Estratto fornito:
Cina pronta per le sanzioni all’Iran. Ma perché Obama non si muove?

La Repubblica popolare apre a misure economiche, il suo presidente volerà presto in America. Ma Barack spera ancora nel contenimento

Cina pronta per le sanzioni all’Iran. Ma perché Obama non si muove?

Sì, la Cina andrà a Washington al summit del 12 e 13 aprile: il presidente Hu Jintao sulla via del Sud America, dopo molti corteggiamenti, parteciperà all’incontro sulla sicurezza nucleare e Iran. Il tema chiave, il Tema. Nei giorni scorsi annunciando che i cinque membri permanenti del Consiglio di Sicurezza e la Germania avevano stabilito di preparare nuove sanzioni avendo la Cina abbandonato l’opposizione, il segretario di Stato americano Hillary Clinton aveva aggiunto, soddisfatta che ci sarebbe stata un’ulteriore tornata di consultazioni non solo fra i 5 più uno, ma anche con gli altri membri del Consiglio.

Insomma, la Clinton segnala con clamore che la promessa fatta da Barack Obama martedì, forte anche del patto con Nicolas Sarkozy («siamo inseparabili sulle sanzioni iraniane», ha detto in visita al presidente americano) di procedere con nuove misure economiche nel giro di qualche settimana ha buone possibilità di riuscire ora che la Cina ha detto a mezza bocca: è inaccettabile un Iran nucleare. Ma quanto è disposta a marciare? Nessuno lo sa veramente, ed è anche difficile mettere in fila le variabili dipendenti delle decisioni cinesi, in genere ispirate da uno spietato realismo.

Blocco di dati:
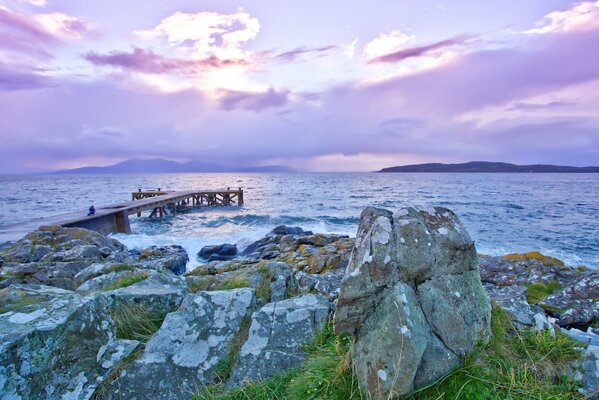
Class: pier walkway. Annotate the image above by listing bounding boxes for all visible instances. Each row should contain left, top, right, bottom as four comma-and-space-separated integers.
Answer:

Completa quanto segue:
1. Ricopia dall'articolo sulle sanzioni all'Iran il passo che va da "Insomma, la Clinton" fino a "uno spietato realismo." incluso.
2. Traduci in inglese, per favore, questa frase dell'articolo sulle sanzioni all'Iran: «Nessuno lo sa veramente, ed è anche difficile mettere in fila le variabili dipendenti delle decisioni cinesi, in genere ispirate da uno spietato realismo.»
3. Fornisci il seguito dell'articolo sulle sanzioni all'Iran, a partire dalla sua ultima frase.

Soluzioni:
1.
Insomma, la Clinton segnala con clamore che la promessa fatta da Barack Obama martedì, forte anche del patto con Nicolas Sarkozy («siamo inseparabili sulle sanzioni iraniane», ha detto in visita al presidente americano) di procedere con nuove misure economiche nel giro di qualche settimana ha buone possibilità di riuscire ora che la Cina ha detto a mezza bocca: è inaccettabile un Iran nucleare. Ma quanto è disposta a marciare? Nessuno lo sa veramente, ed è anche difficile mettere in fila le variabili dipendenti delle decisioni cinesi, in genere ispirate da uno spietato realismo.

2. Nobody really knows, and it is also hard to line up the dependent variables of Chinese decisions, which are generally driven by ruthless realism.

3.
Il rapporto con l’Iran, con cui la Cina intrattiene relazione economiche di enorme importanza e al quale ha dato una gran mano a costruire impianti nucleari, si è subito dimostrato molto esclusivo: giusto ieri il maggiore negoziatore nucleare iraniano Said Jalili è arrivato a Pechino e ha subito dichiarato quanto sia importante per la Cina e l’Iran cooperare sul nucleare. Fino all’ultimo, cioè, la Cina sembra decisa, se mai lo farà, a far pagare agli Stati Uniti un prezzo molto elevato per votare le sanzioni, e comunque possiamo scommettere che farà di tutto per smorzarle. Difficile valutare a fondo quanto valga il rapporto fra il regime degli ayatollah e quello cinese. Possiamo pensare che i cinesi vadano in America anche perché vogliono usare la leva iraniana per chiedere soddisfazione a Obama sulla vendita delle armi a Taiwan e sull’incontro concesso al Dalai Lama.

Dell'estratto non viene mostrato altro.